**WORK REQUIRED:** Write out the lines below as a numbered list, leaving out any blank lines.

::::::::::

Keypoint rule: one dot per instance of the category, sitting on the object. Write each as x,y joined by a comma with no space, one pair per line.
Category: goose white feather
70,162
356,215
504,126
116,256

::::::::::

**TASK OUTPUT:**
1. Keypoint rule: one dot per instance of the category, sitting on the object. Write each as x,y joined by a comma with no space, one pair per line.
2. Category: goose white feather
3. 70,162
4. 356,215
5. 504,126
6. 116,256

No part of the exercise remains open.